◆ **What needs to be done**
Reproduce the passage of the forum thread on using an FD lens with the EOS M word for word, from "http://eos-m.net/lenses/using-canon-fd-lenses-eos-m/" up to and including "the EF adapter.".

◆ **Text extract**
# useability of FD lens on EOS M



## sama (Dec 22, 2013)

when clearing things up during an ice storm (warning), find this lens mounted on a AE1-program. Test it on a X5. (600D t3i Japanese version) Don't have an adapter for it so attached it to a cheap macro tube with duct tape. Of course it cannot focus to infinity but close shooting seems pretty decent for it's value - may be $20 on th CL ??

shoot with F1.8 to 5.6, flash on, very thin depth of field creating a so so bad background blur ***

may be I should buy an adapter to try it on my M....

please share your experience if you have used a FD/FL lens on M

edited : *** how stupid I am, that's normal in macro shooting


----------



## sama (Dec 22, 2013)

sama said:


> when clearing things up during an ice storm (warning), find this lens mounted on a AE1-program. Test it on a X5. (600D t3i Japanese version) Don't have an adapter for it so attached it to a cheap macro tube with duct tape. Of course it cannot focus to infinity but close shooting seems pretty decent for it's value - may be $20 on th CL ??
> 
> shoot with F1.8 to 5.6, flash on, very thin depth of field creating a so so bad background blur
> 
> ...



Yeah, find this article which explains everything :

http://eos-m.net/lenses/using-canon-fd-lenses-eos-m/


----------



## dcm (Dec 22, 2013)

I tried my old FD35-105F3.5 on the M. It already had an Mika FD-EF adapter so I could mount it on my T2i. It mounts on the M with the EF adapter.

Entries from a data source
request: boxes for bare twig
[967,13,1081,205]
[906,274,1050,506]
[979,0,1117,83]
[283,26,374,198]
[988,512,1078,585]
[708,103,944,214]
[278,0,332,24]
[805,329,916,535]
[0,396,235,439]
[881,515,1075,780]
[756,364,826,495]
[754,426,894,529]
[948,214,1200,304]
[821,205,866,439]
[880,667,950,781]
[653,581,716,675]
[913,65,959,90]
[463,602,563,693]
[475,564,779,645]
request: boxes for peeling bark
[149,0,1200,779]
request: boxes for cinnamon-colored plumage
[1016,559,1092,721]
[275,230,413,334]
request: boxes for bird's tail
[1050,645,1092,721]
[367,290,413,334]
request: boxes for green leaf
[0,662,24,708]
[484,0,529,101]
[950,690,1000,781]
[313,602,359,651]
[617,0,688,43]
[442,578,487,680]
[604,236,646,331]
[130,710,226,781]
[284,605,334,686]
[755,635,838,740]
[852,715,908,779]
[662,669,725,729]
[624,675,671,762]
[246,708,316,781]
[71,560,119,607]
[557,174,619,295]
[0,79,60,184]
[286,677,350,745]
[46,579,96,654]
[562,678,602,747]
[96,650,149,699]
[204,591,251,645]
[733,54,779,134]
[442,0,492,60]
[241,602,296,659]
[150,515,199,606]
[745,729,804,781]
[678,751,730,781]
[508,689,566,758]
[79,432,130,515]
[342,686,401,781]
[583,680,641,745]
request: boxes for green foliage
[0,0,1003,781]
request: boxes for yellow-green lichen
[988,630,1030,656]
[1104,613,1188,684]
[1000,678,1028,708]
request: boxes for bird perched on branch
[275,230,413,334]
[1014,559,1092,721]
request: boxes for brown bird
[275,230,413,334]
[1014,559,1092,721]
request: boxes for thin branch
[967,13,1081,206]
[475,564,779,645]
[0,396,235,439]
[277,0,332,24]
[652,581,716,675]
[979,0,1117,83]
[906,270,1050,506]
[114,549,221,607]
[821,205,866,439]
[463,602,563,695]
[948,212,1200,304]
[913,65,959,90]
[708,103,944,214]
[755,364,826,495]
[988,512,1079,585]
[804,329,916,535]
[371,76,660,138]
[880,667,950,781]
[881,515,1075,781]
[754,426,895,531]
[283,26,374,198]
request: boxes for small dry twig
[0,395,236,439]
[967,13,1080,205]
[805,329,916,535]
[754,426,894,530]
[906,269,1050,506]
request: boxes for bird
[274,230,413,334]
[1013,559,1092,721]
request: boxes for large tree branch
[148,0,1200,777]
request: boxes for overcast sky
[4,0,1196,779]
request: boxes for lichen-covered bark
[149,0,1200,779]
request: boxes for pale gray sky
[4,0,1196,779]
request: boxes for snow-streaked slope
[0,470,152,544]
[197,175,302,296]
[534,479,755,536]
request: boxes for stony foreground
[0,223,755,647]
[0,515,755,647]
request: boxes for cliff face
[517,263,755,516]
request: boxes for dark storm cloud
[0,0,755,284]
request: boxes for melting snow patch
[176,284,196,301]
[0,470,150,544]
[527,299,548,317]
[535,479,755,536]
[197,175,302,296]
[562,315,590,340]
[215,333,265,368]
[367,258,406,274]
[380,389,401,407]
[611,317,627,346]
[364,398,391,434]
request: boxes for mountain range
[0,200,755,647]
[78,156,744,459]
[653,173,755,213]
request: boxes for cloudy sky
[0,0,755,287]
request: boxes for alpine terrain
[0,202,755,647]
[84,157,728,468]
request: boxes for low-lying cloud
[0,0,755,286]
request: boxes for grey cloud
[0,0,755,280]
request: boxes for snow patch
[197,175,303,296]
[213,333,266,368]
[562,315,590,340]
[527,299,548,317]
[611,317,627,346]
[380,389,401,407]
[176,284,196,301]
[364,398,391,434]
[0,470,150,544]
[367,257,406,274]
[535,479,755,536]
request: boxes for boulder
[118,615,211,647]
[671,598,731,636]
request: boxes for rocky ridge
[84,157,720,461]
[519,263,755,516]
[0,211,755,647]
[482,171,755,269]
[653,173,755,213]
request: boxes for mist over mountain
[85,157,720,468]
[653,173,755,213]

◆ **Solution for this problem**
http://eos-m.net/lenses/using-canon-fd-lenses-eos-m/


----------



## dcm (Dec 22, 2013)

I tried my old FD35-105F3.5 on the M. It already had an Mika FD-EF adapter so I could mount it on my T2i. It mounts on the M with the EF adapter.